DALLAS – Today in Aviation, Trans World Airlines (TWA) and Ozark Airlines (OZ) announced in 1986 that they would merge.
TWA Chairman Carl Icahn announced the deal, which would see TW purchase OZ in a US$224m deal. After the merger, the two carriers would hold approximately 70% of the passenger traffic at St. Louis Lambert International Airport (STL).
Icahn noted that both were losing money. TWA has lost a total of US$345.6m since 1979, according to a Chicago Tribune report. TWA expected a loss of US$125m in the first quarter of 1986.
Ozark ran into the red during the usually profitable summer months and expects to be unprofitable in 1986, Icahn also said. OZ reported an operating loss of US$1.1m for 1985. It had an operating profit of US$20.1m in 1984. At the time, Icahn told the newspaper, ”TWA has dreamed for years of acquiring Ozark.”

···

* [Written instruction 1]:
In the article on the TWA and Ozark merger, what share of passenger traffic at St. Louis Lambert International Airport would the two carriers hold together?
* [Written instruction 2]:
Pick up the article on the TWA and Ozark merger after its last sentence and carry it forward.
You won't need the entries that follow the article.

···

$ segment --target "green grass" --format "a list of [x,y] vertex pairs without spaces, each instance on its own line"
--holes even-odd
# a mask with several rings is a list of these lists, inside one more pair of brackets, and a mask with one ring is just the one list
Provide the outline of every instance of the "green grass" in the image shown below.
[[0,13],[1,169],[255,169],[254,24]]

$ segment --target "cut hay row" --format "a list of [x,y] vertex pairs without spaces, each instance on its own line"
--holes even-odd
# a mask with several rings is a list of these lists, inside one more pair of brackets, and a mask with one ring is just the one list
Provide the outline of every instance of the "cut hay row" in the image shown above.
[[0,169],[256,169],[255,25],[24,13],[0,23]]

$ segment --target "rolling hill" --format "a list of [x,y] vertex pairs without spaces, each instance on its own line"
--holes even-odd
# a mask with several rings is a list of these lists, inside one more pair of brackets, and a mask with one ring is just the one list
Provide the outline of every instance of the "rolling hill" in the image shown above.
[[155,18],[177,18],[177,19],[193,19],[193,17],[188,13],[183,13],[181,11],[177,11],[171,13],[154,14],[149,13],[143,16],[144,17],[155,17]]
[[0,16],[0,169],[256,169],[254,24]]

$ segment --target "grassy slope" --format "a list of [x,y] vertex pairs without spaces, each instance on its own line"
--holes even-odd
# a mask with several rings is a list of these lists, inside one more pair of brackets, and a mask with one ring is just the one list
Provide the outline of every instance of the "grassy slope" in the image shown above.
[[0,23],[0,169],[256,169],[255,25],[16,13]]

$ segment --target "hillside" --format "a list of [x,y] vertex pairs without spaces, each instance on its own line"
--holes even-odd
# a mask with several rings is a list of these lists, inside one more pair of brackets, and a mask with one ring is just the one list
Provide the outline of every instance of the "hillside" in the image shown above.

···

* [Reply 1]:
Approximately 70%.

* [Reply 2]:
A merger had initially been discussed in May 1985, when TWA offered to buy OZ for US$21 a share. The final deal saw that figure drop two US$19 per share. Both carriers had been suffering losses, and speaking at the time of the merger, Icahn said that by combining “two losers, we hope to create one profitable carrier. My goal has always been to acquire Ozark, and now I have achieved it.”
Ozark can trace its history back to September 1950, when it started operations with a fleet of three Douglas DC-3s. A merger with Central Airlines, which would have created one of the largest regional carriers in the US, fell through in November 1966.
But the airline continued to expand, joining the jet age in July 1966 when the first of its Douglas DC-9-10s arrived. It soon added the larger -30 and -40 series. Two Boeing 727-200s were also ordered but never delivered. Four McDonnell Douglas MD-82s joined the fleet in 1984.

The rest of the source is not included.